Task statement - Reproduce the podcast transcript from "RC: Even though" to "their skin temperature.", putting "boron nitride" wherever "aluminum nitride" appears.

Provided passage -

MRS Bulletin Materials News Podcast
MRS Bulletin Materials News Podcast
Episode 16: Thermoelectrics enables clothes with adjustable temperature
Sophia Chen of MRS Bulletin interviews Renkun Chen of the University of California, San Diego about his flexible thermoelectric devices that can provide personalized cooling and heating effects in clothing. Read the article in Science Advances.
Transcript
Transcript
SOPHIA CHEN: If you’ve ever had to pay an air conditioning bill during the summer, you know how expensive it gets. Renkun Chen is a mechanical engineer at UCSD with an energy-saving idea: clothes with adjustable temperature. He and his team have designed and fabricated a material you can wear that directly cools the skin.
RENKUN CHEN: Instead of having a centralized air conditioning system in a building, where you need to cool down a large volume of space for building occupants, we use our system to cool down a much smaller volume at a personal level. By doing so, we can save energy by at least an order of magnitude.
SC: The power consumption per person of a conventional AC system is a few kilowatts, he says. Whereas personalized cooling, like a temperature-regulating outfit, uses tens of watts. Chen isn’t the first to invent clothes that directly cool your skin. For example, you can buy shirts right now that circulate icy water to cool you off. But his team’s design uses a thermoelectric material, which cools via a distinctive mechanism known as the Peltier effect, which creates cooling by passing an electric current between the junction of a semiconductor and metal. When you reverse the current, you create a heating effect. This can achieve much subtler temperature control than the wearables that are commercially available. Chen’s device can cool and heat.
RC: It’s really like the thermostat in the air conditioning system. You can really set the skin temperature.
SC: The highest performing thermoelectric materials are rigid, so Chen’s team needed to configure these materials to make a flexible, wearable device. They used two different commercially available thermoelectric materials. These materials consist of two bismuth telluride alloys: a p-type semiconductor alloyed with antimony, and an n-type semiconductor alloyed with selenium. Both alloys are connected to metal electrodes, and they create a cooling effect by making an electric current flow from the metal to the p-type material, or from the n-type material to the metal. Reversing the direction of the current causes heating. To make their system flexible, Chen and his team made these alloys into pillars and sandwiched them between two sheets of Ecoflex, a flexible silicone rubber.
RC: Even though the pillars by themselves are rigid, the entire device is flexible because of the overall architecture.
SC: They wanted the entire layer of each sheet of Ecoflex to keep at a uniform temperature. So to achieve this, they embedded aluminum nitride particles to increase its thermal conductivity. They also kept a 4 mm air gap between the two sheets for insulation. When the ambient temperature was between 22°C and 36°C, they could maintain the wearer’s skin temperature at 32°C, which they defined as a condition of thermal comfort. Chen wants to develop this into a therapeutic device for people who have medical conditions that make it difficult for them to regulate their skin temperature.
RC: There are patients who are very sensitive or prone to overheating with certain health conditions like multiple sclerosis, or people who are genetically not able to sweat, they are prone to overheating. There are certain occupations, outdoor construction workers or fire fighters, and people who are doing outdoor activities, like athletes for example. For this kind of application, I think our device will also provide good thermal comfort solution.

Record extracts -

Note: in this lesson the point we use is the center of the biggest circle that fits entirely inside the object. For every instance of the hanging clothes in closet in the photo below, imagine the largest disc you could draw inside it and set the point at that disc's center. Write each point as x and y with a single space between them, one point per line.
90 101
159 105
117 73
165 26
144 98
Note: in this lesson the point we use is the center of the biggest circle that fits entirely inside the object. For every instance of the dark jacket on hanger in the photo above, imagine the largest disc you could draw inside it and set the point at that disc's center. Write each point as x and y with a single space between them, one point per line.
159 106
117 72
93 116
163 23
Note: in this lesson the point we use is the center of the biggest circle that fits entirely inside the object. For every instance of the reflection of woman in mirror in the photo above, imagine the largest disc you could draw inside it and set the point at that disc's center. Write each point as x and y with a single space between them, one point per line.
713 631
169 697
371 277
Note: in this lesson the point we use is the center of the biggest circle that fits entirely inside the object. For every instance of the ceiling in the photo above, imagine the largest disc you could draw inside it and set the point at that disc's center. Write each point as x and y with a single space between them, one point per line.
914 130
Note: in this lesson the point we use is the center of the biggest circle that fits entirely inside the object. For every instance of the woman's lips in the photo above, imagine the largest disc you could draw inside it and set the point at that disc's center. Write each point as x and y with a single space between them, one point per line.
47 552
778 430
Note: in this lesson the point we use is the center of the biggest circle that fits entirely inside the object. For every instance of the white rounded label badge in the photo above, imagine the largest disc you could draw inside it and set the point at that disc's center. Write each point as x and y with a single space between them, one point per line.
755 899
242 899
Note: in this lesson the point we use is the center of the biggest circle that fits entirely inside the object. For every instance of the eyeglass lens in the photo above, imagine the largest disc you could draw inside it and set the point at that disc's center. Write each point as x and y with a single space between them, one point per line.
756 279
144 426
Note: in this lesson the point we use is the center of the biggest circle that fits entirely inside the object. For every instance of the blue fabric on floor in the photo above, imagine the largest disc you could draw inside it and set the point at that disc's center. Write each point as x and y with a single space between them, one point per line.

Written solution -
RC: Even though the pillars by themselves are rigid, the entire device is flexible because of the overall architecture.
SC: They wanted the entire layer of each sheet of Ecoflex to keep at a uniform temperature. So to achieve this, they embedded boron nitride particles to increase its thermal conductivity. They also kept a 4 mm air gap between the two sheets for insulation. When the ambient temperature was between 22°C and 36°C, they could maintain the wearer’s skin temperature at 32°C, which they defined as a condition of thermal comfort. Chen wants to develop this into a therapeutic device for people who have medical conditions that make it difficult for them to regulate their skin temperature.